To do: From the records below, extract all the text exactly and leave the images behind.

Entries provided:
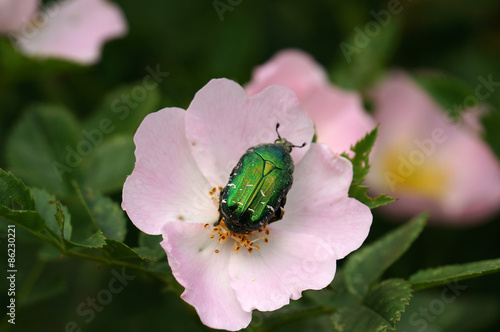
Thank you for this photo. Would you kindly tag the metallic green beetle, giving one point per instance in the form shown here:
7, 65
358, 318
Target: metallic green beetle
256, 191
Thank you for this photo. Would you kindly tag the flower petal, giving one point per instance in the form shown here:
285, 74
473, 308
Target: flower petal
290, 263
429, 162
166, 184
75, 30
338, 114
204, 274
318, 204
222, 122
292, 68
14, 13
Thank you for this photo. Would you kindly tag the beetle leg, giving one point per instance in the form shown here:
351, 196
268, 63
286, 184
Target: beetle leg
280, 212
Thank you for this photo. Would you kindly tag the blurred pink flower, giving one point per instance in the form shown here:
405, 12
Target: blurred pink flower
184, 158
338, 114
74, 30
429, 162
15, 13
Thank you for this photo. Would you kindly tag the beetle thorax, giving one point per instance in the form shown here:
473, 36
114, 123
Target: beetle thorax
286, 144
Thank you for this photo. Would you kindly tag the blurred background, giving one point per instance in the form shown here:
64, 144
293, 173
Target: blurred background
195, 41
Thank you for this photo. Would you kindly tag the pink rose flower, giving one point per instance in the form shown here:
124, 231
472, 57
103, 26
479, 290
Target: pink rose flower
183, 160
429, 162
15, 13
338, 115
74, 30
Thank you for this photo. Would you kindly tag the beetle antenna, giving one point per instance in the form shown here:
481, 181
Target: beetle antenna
277, 132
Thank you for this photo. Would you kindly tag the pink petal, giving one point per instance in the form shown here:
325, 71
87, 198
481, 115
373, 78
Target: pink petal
222, 122
166, 184
338, 115
204, 274
290, 263
318, 204
409, 117
75, 30
15, 13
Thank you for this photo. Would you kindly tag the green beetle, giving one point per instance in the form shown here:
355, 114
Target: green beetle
256, 191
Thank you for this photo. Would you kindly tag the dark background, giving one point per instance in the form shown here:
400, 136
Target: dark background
189, 40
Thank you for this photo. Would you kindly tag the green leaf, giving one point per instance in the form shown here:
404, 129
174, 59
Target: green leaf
366, 266
450, 308
56, 215
361, 167
17, 205
445, 274
358, 318
110, 164
106, 213
363, 57
359, 192
389, 299
449, 92
380, 311
120, 251
96, 240
42, 148
124, 109
360, 161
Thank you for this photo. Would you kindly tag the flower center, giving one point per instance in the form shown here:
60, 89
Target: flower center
246, 240
417, 173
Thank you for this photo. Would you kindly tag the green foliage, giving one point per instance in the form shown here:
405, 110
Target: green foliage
118, 152
96, 240
56, 215
120, 251
361, 167
123, 110
366, 266
389, 299
105, 214
149, 246
443, 275
16, 203
41, 148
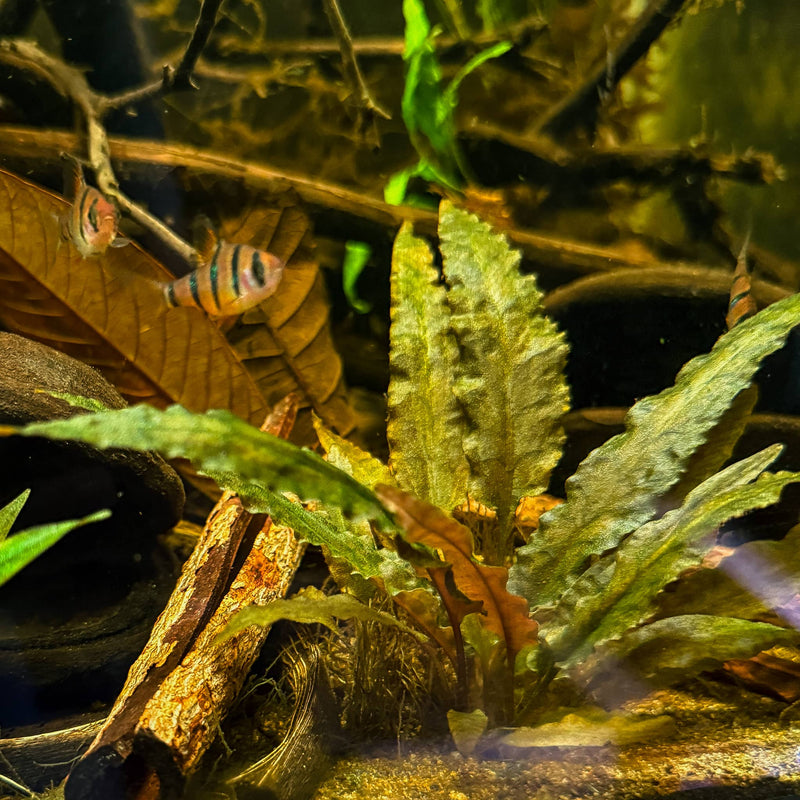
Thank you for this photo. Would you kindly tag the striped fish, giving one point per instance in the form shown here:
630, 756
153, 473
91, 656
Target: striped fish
742, 305
91, 224
229, 278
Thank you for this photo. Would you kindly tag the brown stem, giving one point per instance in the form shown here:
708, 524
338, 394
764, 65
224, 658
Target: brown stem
351, 69
182, 79
579, 109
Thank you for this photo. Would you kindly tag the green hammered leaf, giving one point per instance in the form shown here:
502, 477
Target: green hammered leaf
425, 427
618, 487
510, 377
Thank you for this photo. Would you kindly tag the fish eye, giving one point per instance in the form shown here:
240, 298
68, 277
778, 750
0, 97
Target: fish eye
258, 269
92, 215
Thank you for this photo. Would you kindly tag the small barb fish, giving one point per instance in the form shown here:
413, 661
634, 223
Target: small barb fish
229, 279
742, 305
92, 222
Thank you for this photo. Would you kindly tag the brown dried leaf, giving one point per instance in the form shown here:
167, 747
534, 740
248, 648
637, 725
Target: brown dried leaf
108, 312
286, 342
506, 613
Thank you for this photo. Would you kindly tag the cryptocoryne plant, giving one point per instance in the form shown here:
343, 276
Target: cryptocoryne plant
476, 398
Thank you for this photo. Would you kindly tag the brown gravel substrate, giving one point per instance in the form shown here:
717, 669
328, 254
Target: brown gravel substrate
722, 749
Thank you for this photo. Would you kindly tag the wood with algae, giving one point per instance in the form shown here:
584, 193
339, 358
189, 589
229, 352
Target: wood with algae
179, 689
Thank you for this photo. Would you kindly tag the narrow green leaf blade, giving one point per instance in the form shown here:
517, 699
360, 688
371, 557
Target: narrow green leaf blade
425, 425
20, 549
466, 728
356, 257
759, 577
659, 552
10, 512
510, 378
672, 649
617, 487
219, 443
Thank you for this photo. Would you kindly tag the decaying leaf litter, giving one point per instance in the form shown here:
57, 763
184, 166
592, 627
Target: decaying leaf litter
494, 459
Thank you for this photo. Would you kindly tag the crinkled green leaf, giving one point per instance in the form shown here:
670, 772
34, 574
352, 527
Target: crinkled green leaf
718, 447
757, 578
466, 728
428, 109
19, 550
10, 512
309, 606
356, 256
592, 728
218, 443
672, 649
346, 542
620, 591
425, 426
618, 487
510, 377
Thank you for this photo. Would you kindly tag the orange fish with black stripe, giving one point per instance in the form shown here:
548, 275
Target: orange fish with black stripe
92, 223
741, 305
229, 279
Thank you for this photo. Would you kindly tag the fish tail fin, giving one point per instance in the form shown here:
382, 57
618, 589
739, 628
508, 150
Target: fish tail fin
741, 304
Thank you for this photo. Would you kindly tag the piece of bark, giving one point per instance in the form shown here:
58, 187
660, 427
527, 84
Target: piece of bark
180, 688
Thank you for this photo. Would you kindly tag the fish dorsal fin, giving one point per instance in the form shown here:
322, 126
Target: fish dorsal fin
205, 239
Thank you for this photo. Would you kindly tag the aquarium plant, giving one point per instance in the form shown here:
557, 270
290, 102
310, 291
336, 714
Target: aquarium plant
19, 550
428, 107
476, 399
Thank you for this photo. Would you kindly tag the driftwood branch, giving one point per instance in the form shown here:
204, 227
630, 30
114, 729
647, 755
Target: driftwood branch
180, 688
514, 158
352, 72
93, 106
579, 109
349, 209
71, 83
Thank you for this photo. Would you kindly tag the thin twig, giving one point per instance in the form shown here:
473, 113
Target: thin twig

Result for this task:
Thank you for this photo. Would you kindly tag the metallic green beetle, giving one point per instance in the form shown here:
7, 65
358, 318
Target: metallic green beetle
256, 191
Thank you for this photo. Would you kindly tag the flower petal, giving one point per instance in the form shown here:
285, 74
473, 308
Target: flower petal
290, 263
429, 162
166, 184
75, 30
338, 114
204, 274
318, 204
222, 122
292, 68
14, 13
Thank you for this photo. Would you kindly tag the beetle leg, giving one point per instance in the form shown here:
351, 196
268, 63
286, 184
Target: beetle leg
280, 212
Thank you for this photo. Would you kindly tag the blurred pink flower, giving one point per instance in the form shown here:
405, 12
Target: blurred pink flower
184, 158
338, 114
74, 30
429, 162
15, 13
Thank you for this photo. Would you kindly tag the beetle thorax, giving one point per instance in the form shown here:
473, 36
114, 123
Target: beetle thorax
286, 144
Thank you for this photo. Would you kindly tag the blurred background, giving one point per instance in the form shown here:
64, 144
293, 173
Target: blurred background
195, 41
Thank you for this photo. Would you kindly tag the pink rose flower, giving one point per instance in the form shown here:
124, 231
472, 57
103, 26
479, 290
Target: pink rose flower
183, 160
429, 162
15, 13
338, 115
74, 30
Thank you for this photo. Would you kindly tag the beetle antenna, giving one point per instance in the form shown here:
481, 181
Target: beetle antenna
277, 132
Thank you for this photo. Would you kindly tag the pink petal, giving one point per instance in the form shown here:
325, 71
87, 198
481, 115
373, 78
Target: pink petal
222, 122
166, 184
338, 115
204, 274
290, 263
318, 204
409, 117
75, 30
15, 13
Thank you for this photo. Would you kindly tag the green beetle, giving one point per instance in the form shown here:
355, 114
Target: green beetle
256, 191
Thank you for this photo. Would you kindly tag the dark background, giving one point per instance in the form shown here:
400, 136
Target: dark background
189, 40
Thank you for this photo. Would you kindly tag the green leaf, giving one point per instance in the form shown here:
404, 129
174, 59
Target: green leaf
366, 266
450, 308
56, 215
361, 167
17, 205
445, 274
358, 318
110, 164
106, 213
363, 57
359, 192
389, 299
449, 92
380, 311
120, 251
96, 240
42, 148
124, 109
360, 161
Thank you for this photo. Would you kindly tag the flower center, giving one point per instance in the form shown here:
60, 89
Target: flower center
246, 240
417, 173
Thank you for this photo. Would you kindly tag the green foliage, giving one point per instance in the form shown here:
405, 110
Target: green foliage
118, 152
96, 240
56, 215
120, 251
361, 167
123, 110
366, 266
389, 299
105, 214
149, 246
443, 275
16, 203
41, 148
Thank you for this photo. Would you kindly tag the striped fish, giving one point per instance in the form shown here:
630, 756
153, 473
91, 656
Target: striped fish
742, 305
91, 224
229, 278
Thank you for this photo. Would you kindly tag the brown stem, giving one point per instance in the form shown here:
708, 524
338, 394
764, 65
224, 658
Target: brown stem
351, 69
182, 79
579, 109
Thank you for this photo. Would you kindly tag the green hammered leaf, giving one point per instance in the form shown here:
502, 477
Target: green hammered leaf
425, 427
618, 487
510, 377
Thank you for this photo. Would you kindly tag the fish eye, giving one point per instance in the form shown here:
240, 298
68, 277
778, 750
0, 97
Target: fish eye
258, 269
92, 215
Thank you for this photo. Would you kindly tag the small barb fish, giving one point per instance in the form shown here:
413, 661
634, 223
Target: small barb fish
229, 279
742, 305
92, 222
Thank you for this photo. Would you kindly tag the brown dried leaf, giving one point per instance in the form shown here:
167, 747
534, 740
248, 648
637, 725
Target: brown dried leaf
108, 312
286, 342
506, 613
Thank you for this photo. Would you kindly tag the cryptocoryne plant, giving one point per instance in the form shown here:
343, 276
Target: cryptocoryne plant
476, 398
Thank you for this photo. Would you kindly tag the brown gravel substrate, giving one point per instance in the form shown here:
717, 669
328, 254
Target: brown gravel substrate
722, 749
Thank you for this photo. Would you kindly tag the wood with algae, giving one point per instance in the form shown here:
584, 193
339, 358
189, 589
229, 352
Target: wood with algae
179, 689
Thank you for this photo. Would you kindly tag the narrow green leaf blade, giving one point per instance in the form shown here:
517, 699
360, 688
371, 557
Target: narrow green leaf blade
425, 425
20, 549
466, 728
356, 257
759, 577
659, 552
10, 512
510, 378
672, 649
617, 487
219, 443
Thank you for this photo. Would you kindly tag the decaying leaf litter, giving one point per instance in the form shown here:
57, 763
184, 166
592, 627
Target: decaying leaf litter
494, 459
Thank you for this photo. Would you kindly tag the crinkled green leaf, giving one point per instance in the form shown here:
670, 772
34, 574
352, 527
Target: crinkled green leaf
718, 447
757, 578
466, 728
428, 109
19, 550
10, 512
309, 606
356, 256
592, 728
218, 443
672, 649
346, 542
620, 591
425, 426
618, 487
510, 377
Thank you for this photo. Would you kindly tag the orange fish with black stripe, giving one point per instance in the form shown here:
548, 275
Target: orange fish with black stripe
92, 223
741, 305
229, 279
Thank you for this photo. Would you kindly tag the fish tail fin, giving one point per instance in the form shown here:
382, 57
618, 589
739, 628
508, 150
Target: fish tail fin
741, 304
Thank you for this photo. Would you kindly tag the piece of bark, giving one point per instance in the form shown here:
58, 187
660, 427
527, 84
Target: piece of bark
180, 688
Thank you for this photo. Would you kindly tag the fish dorsal fin, giving one point per instance in the form shown here:
322, 126
Target: fish dorsal fin
205, 239
Thank you for this photo. Would you kindly tag the aquarium plant, giving one point per instance in the form shown here:
557, 270
290, 102
310, 291
336, 714
Target: aquarium plant
19, 550
428, 107
476, 399
Thank you for this photo. Would you kindly tag the driftwood branch, giving one point per instance in the form shown here:
204, 227
630, 30
114, 729
647, 755
Target: driftwood branch
180, 688
514, 158
352, 72
93, 106
579, 109
349, 209
71, 83
Thank you for this photo. Would you kindly tag the thin twig, giving one point per instance in the form shown here:
473, 113
Target: thin twig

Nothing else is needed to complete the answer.